--- VORLIEGENDER TEXT ---
+ + + + +

Lebenskunst 27.6.2021, August Schmölzer

Ein Mensch ist ein Mensch und über allem die Liebe – Bibelessay zu 2 Kor 8, 7.9.13-15

August Schmölzer ist Schauspieler und Schriftsteller

An einem Liebeswerk beteiligen. Davon hat Paulus um das Jahr 55 in einem seiner Gemeindebriefe geschrieben. Die von ihm gegründeten Gemeinden waren weit verstreut.

Und heute?

Mehr als 70 Jahre sichert nun Europa eine friedliche Koexistenz heterogener Kulturen und Nationalstaaten. Europa krankt aber momentan daran, dass manche Politiker mancher Mitgliedstaaten Europa anders wollen. Es gibt Entwicklungen, denen die Union im Augenblick relativ ratlos gegenübersteht. Ein schwindendes Interesse der Menschen an Politik.

Lebenskunst
Sonntag, 27.6.2021, 7.05 Uhr, Ö1

Für irrationale und berechtigte Ängste gibt es verführerische Extremismen. Glaubensauseinandersetzungen. Freiheiten werden beschnitten. Terror, Klima und nun Covid. Der kapitalistische Weg des ewigen Wachstums kommt an seine Grenzen. Unsicherheit und Not im Mittleren und Nahen Osten, Asien und Afrika und eine daraus resultierende weltweite Migration zählen zu den größten Problemen.

Es braucht also dringend langfristige, tragfähige Lösungen für ein sicheres, aber weltoffenes Europa. Keine Mauern oder populistische Politiker. Es braucht Menschen mit Herz, Verstand und Sinn für das Gemeinwohl.

Die Not in vielen Ländern, gewachsen durch koloniale und andauernde Ausbeutung, ist so groß, dass immer mehr Menschen nach Europa wollen.

+ + + + +

--- DURCHZUFÜHRENDE SCHRITTE ---
**a.** Geben Sie den Abschnitt des Bibelessays beginnend mit „Für irrationale und“ und fortlaufend bis einschließlich „nach Europa wollen.“ wortgetreu wieder.
**b.** Um welches Jahr schrieb Paulus laut dem Bibelessay in einem seiner Gemeindebriefe über die Beteiligung an einem Liebeswerk?
Die Datensätze sind eigenständiges Material und gehören nicht zum Bibelessay.

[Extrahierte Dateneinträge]
+ + + + +

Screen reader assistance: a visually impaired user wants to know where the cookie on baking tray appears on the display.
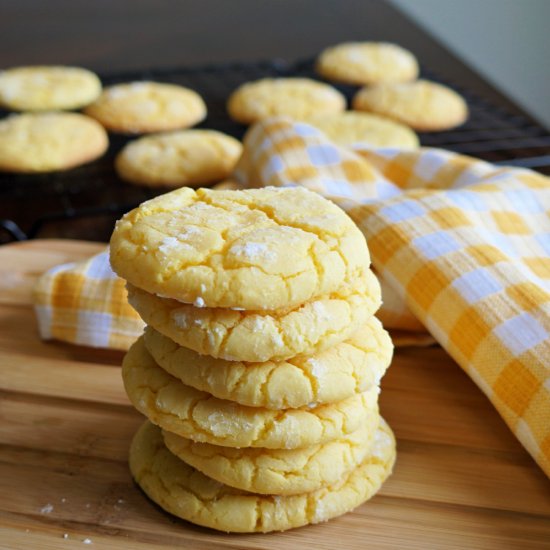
[144,317,393,409]
[122,338,378,449]
[306,111,420,149]
[0,65,101,111]
[111,187,370,310]
[115,130,242,187]
[163,411,380,495]
[130,422,395,533]
[127,271,381,362]
[0,112,109,173]
[85,81,206,134]
[315,42,418,85]
[352,80,468,132]
[227,77,346,124]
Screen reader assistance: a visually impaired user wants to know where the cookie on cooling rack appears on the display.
[0,113,109,173]
[227,77,346,124]
[0,65,101,111]
[85,81,206,134]
[307,111,420,149]
[352,80,468,132]
[115,130,242,187]
[315,42,418,85]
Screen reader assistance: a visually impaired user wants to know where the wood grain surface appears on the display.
[0,240,550,550]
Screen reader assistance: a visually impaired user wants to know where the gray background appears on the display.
[391,0,550,129]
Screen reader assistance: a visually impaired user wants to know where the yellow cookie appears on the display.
[122,338,378,449]
[144,317,393,409]
[163,412,379,495]
[212,180,242,191]
[0,113,109,173]
[315,42,418,85]
[127,271,381,362]
[227,78,346,124]
[111,187,370,310]
[130,422,395,533]
[115,130,242,187]
[0,65,101,111]
[353,80,468,132]
[85,81,206,134]
[307,111,420,149]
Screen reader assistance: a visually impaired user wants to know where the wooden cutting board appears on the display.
[0,240,550,550]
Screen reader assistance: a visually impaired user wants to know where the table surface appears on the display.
[0,240,550,550]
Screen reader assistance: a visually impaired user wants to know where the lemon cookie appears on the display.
[115,130,242,187]
[163,412,379,495]
[315,42,418,85]
[127,271,381,362]
[85,81,206,134]
[0,113,109,173]
[212,180,243,191]
[111,187,370,310]
[227,78,346,124]
[130,422,395,533]
[353,80,468,132]
[122,338,378,449]
[144,317,393,409]
[307,111,420,149]
[0,65,101,111]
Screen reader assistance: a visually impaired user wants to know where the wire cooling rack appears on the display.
[0,60,550,243]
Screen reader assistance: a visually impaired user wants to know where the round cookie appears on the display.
[85,81,206,134]
[115,130,242,187]
[122,338,378,449]
[163,412,379,495]
[130,422,395,533]
[212,180,243,191]
[0,113,109,173]
[353,80,468,132]
[127,271,381,362]
[144,317,393,409]
[315,42,418,86]
[111,187,370,310]
[307,111,420,149]
[227,78,346,124]
[0,65,101,111]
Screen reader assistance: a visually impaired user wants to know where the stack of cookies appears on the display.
[111,188,395,532]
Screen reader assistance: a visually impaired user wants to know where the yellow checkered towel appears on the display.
[33,251,145,350]
[33,118,550,475]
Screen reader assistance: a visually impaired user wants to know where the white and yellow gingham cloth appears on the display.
[33,252,145,350]
[33,118,550,475]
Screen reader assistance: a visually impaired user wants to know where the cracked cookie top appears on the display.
[144,317,392,409]
[111,187,370,311]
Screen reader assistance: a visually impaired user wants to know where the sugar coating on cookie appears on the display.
[144,317,393,409]
[0,65,101,111]
[163,412,380,495]
[130,422,395,533]
[306,111,420,149]
[227,77,346,124]
[115,130,242,187]
[111,187,370,310]
[315,42,418,85]
[122,338,378,449]
[353,80,468,132]
[85,81,206,134]
[0,113,109,173]
[127,271,381,362]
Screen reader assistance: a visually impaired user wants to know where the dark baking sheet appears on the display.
[0,60,550,243]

+ + + + +

--- ERGEBNISSE DER REIHE ---
**a.**
Für irrationale und berechtigte Ängste gibt es verführerische Extremismen. Glaubensauseinandersetzungen. Freiheiten werden beschnitten. Terror, Klima und nun Covid. Der kapitalistische Weg des ewigen Wachstums kommt an seine Grenzen. Unsicherheit und Not im Mittleren und Nahen Osten, Asien und Afrika und eine daraus resultierende weltweite Migration zählen zu den größten Problemen.

Es braucht also dringend langfristige, tragfähige Lösungen für ein sicheres, aber weltoffenes Europa. Keine Mauern oder populistische Politiker. Es braucht Menschen mit Herz, Verstand und Sinn für das Gemeinwohl.

Die Not in vielen Ländern, gewachsen durch koloniale und andauernde Ausbeutung, ist so groß, dass immer mehr Menschen nach Europa wollen.

**b.** Um das Jahr 55.